My problem is that I want to evaluate a single message for 7 different intents. I am not looking to pick only the best one, I am trying to evaluate for all 7 separately if they are present in the single message.

For example, my input would look something like:

“I went to the dentist today, and he was late. I got very angry at him, and he apologized. Afterwards I felt bad because I had been too mean to him, and I was sad”.

The way I would want my output would then be something like:

Happy: 0.1 Sad: 0.9 Angry 0.9 Afraid: 0.2 etc.

I have considered the current approach of dealing with multiple intents, but it doesn’t seem feasible to me currently, because I would have to make separate stories for every possible combination of 7 intents, which I would then also have to provide with training data. That means I would have to provide 128 different stories, intents, and also populate these with training data.

Right now what I am doing is having the intents separately, which brings me a ranking, of probabilities, which adds up to 1. Something like:

Sad 0.4 Angry 0.4 Sad 0.1 Happy 0.1 etc.

Excerpts of location labeling data |
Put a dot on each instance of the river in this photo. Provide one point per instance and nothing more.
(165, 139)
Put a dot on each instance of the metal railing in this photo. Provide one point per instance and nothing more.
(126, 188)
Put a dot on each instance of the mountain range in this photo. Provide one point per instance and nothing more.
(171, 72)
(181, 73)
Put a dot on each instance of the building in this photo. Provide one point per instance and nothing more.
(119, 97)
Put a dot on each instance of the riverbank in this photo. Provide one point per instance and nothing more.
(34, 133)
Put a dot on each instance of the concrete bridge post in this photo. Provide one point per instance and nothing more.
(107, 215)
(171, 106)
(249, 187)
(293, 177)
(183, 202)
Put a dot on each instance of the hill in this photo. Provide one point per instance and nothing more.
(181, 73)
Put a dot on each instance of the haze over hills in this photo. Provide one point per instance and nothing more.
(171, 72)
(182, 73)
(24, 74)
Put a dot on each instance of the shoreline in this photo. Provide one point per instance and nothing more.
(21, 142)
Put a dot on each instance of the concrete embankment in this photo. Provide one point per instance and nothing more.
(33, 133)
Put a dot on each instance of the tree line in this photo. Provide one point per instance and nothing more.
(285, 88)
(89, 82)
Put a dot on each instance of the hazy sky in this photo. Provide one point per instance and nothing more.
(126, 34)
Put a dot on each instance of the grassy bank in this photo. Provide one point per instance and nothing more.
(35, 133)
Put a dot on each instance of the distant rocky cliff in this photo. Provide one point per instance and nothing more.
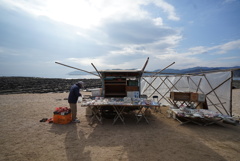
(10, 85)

* * *

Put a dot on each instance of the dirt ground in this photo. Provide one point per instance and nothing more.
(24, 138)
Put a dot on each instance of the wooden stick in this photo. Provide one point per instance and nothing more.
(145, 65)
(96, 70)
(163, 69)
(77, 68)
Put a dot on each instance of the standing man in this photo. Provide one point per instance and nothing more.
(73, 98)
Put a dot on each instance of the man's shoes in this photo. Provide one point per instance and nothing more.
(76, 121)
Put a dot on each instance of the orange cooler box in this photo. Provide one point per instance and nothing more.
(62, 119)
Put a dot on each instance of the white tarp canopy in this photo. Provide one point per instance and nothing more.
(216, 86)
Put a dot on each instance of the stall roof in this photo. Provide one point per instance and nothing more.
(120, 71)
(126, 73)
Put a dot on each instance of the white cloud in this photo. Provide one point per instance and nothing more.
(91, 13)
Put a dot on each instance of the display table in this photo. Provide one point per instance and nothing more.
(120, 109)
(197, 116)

Actions to take |
**A.** Quote the forum post from "For example, my" through "Happy 0.1 etc.", inclusive.
**B.** According to the forum post, how many different stories would have to be provided to cover every combination of the 7 intents?

Outputs |
**A.**
For example, my input would look something like:

“I went to the dentist today, and he was late. I got very angry at him, and he apologized. Afterwards I felt bad because I had been too mean to him, and I was sad”.

The way I would want my output would then be something like:

Happy: 0.1 Sad: 0.9 Angry 0.9 Afraid: 0.2 etc.

I have considered the current approach of dealing with multiple intents, but it doesn’t seem feasible to me currently, because I would have to make separate stories for every possible combination of 7 intents, which I would then also have to provide with training data. That means I would have to provide 128 different stories, intents, and also populate these with training data.

Right now what I am doing is having the intents separately, which brings me a ranking, of probabilities, which adds up to 1. Something like:

Sad 0.4 Angry 0.4 Sad 0.1 Happy 0.1 etc.

**B.** 128 stories.